**TASK TO COMPLETE**
Exactly reproduce the lines from the top of the entries below through the line containing "positive clicks: (647, 118)", with both ends included.

**ENTRIES PROVIDED**
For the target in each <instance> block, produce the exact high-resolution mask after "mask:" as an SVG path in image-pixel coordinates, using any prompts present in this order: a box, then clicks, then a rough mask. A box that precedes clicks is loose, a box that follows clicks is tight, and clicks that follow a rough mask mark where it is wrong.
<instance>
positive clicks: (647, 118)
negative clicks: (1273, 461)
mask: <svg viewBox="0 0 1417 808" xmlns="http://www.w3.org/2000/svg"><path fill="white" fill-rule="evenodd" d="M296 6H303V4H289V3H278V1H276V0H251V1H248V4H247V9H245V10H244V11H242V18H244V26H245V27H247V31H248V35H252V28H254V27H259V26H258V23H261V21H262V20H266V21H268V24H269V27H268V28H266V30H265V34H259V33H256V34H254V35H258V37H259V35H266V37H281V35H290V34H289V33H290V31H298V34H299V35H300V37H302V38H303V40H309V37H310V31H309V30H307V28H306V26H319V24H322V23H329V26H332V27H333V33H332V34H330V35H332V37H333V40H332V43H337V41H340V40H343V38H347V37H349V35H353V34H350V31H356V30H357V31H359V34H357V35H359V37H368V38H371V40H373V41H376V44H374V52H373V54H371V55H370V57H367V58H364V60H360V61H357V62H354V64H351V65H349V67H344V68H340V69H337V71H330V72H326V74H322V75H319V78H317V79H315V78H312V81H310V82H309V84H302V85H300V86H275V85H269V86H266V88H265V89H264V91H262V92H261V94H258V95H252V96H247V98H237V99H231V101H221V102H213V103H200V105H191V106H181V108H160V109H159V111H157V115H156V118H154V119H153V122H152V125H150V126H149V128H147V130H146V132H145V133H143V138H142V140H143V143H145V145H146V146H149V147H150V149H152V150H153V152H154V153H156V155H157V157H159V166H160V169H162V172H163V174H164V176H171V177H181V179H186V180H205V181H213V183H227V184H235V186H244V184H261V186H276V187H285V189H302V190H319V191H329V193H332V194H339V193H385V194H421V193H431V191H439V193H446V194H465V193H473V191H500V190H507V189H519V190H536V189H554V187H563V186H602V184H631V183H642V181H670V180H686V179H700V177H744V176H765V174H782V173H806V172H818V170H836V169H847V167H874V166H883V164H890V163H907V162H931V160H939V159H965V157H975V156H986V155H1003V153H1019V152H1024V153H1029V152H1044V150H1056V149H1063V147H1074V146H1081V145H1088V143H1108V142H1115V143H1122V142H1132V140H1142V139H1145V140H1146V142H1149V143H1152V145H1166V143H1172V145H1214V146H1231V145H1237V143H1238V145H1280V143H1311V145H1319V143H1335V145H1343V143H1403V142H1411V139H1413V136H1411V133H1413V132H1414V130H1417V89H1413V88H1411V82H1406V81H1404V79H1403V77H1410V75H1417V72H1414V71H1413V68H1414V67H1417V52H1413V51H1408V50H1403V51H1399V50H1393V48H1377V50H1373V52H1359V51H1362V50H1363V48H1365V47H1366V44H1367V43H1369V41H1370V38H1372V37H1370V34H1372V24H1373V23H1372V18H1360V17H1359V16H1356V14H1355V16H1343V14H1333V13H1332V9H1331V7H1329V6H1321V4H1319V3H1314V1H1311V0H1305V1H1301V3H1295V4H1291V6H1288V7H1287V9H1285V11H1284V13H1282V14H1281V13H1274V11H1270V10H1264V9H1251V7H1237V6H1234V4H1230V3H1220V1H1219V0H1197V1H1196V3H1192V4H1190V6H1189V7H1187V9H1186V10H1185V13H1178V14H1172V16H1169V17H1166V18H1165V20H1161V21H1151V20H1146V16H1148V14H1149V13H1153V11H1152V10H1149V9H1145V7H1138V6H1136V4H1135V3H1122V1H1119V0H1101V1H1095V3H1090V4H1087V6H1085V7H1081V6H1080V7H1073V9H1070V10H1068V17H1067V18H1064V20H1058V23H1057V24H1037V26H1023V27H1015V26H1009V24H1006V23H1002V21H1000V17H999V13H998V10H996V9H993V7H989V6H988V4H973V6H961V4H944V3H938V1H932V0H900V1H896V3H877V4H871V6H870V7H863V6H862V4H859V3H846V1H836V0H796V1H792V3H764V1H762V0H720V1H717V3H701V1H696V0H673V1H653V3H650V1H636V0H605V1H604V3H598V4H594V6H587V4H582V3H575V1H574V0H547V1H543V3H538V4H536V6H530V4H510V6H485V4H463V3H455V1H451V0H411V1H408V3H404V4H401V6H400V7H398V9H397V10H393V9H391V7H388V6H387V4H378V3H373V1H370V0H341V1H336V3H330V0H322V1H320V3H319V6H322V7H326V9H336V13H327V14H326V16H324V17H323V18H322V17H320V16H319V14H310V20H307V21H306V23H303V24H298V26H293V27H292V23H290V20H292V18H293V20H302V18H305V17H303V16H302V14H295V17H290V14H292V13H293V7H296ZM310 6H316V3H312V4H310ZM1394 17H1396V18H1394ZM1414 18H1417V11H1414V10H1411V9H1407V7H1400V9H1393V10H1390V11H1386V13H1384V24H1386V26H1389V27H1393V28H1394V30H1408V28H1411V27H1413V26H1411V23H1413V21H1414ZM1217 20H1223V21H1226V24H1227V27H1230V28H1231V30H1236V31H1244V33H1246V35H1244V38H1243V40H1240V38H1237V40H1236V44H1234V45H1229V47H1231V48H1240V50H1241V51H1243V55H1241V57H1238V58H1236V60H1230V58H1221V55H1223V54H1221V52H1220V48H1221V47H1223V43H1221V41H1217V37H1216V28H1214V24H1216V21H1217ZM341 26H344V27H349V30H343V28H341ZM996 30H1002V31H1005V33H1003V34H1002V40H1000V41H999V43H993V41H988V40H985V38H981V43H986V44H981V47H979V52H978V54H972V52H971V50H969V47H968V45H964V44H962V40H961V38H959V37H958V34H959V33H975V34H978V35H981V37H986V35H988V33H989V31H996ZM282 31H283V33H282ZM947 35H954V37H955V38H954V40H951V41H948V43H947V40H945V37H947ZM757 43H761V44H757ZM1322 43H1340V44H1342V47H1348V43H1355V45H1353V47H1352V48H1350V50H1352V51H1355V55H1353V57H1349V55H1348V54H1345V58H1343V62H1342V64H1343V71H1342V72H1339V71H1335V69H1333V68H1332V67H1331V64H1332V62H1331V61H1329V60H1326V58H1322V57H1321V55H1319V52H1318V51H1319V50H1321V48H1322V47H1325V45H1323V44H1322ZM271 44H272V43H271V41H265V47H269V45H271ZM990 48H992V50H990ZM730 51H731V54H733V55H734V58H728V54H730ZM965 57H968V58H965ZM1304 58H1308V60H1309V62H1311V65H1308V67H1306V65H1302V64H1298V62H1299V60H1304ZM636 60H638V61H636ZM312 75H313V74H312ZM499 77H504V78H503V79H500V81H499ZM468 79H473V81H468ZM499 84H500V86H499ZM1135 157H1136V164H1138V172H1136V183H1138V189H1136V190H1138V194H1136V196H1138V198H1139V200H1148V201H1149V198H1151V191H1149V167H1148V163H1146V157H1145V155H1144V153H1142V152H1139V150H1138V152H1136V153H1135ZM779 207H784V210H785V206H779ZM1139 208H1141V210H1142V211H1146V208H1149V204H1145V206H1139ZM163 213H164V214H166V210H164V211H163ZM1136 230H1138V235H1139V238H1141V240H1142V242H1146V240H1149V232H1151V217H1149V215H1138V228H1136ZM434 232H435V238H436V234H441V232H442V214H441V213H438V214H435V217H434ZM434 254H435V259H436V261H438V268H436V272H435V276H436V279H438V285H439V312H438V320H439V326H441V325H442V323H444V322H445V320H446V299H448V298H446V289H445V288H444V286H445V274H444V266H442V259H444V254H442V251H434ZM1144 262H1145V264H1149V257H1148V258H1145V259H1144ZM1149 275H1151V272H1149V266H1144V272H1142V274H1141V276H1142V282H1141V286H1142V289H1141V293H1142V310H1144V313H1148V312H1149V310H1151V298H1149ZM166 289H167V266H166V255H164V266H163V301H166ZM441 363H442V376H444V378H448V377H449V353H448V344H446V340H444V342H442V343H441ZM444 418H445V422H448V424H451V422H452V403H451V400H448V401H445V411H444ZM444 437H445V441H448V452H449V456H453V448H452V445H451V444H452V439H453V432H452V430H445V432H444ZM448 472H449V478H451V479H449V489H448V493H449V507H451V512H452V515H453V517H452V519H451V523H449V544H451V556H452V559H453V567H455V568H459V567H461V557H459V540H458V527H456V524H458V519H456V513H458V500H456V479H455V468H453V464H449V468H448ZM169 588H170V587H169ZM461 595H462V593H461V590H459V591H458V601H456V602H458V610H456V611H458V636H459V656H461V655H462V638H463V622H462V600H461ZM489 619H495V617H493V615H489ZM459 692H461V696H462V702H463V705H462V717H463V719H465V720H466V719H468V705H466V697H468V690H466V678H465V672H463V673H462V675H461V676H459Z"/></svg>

**ANSWER SPACE**
For the target in each <instance> block, produce the exact high-resolution mask after "mask:" as an SVG path in image-pixel coordinates, using any prompts present in this order: a box, then clicks, then a rough mask. A box that precedes clicks is loose, a box that follows clicks is tight, and clicks that follow a rough mask mark where it is wrong.
<instance>
positive clicks: (647, 118)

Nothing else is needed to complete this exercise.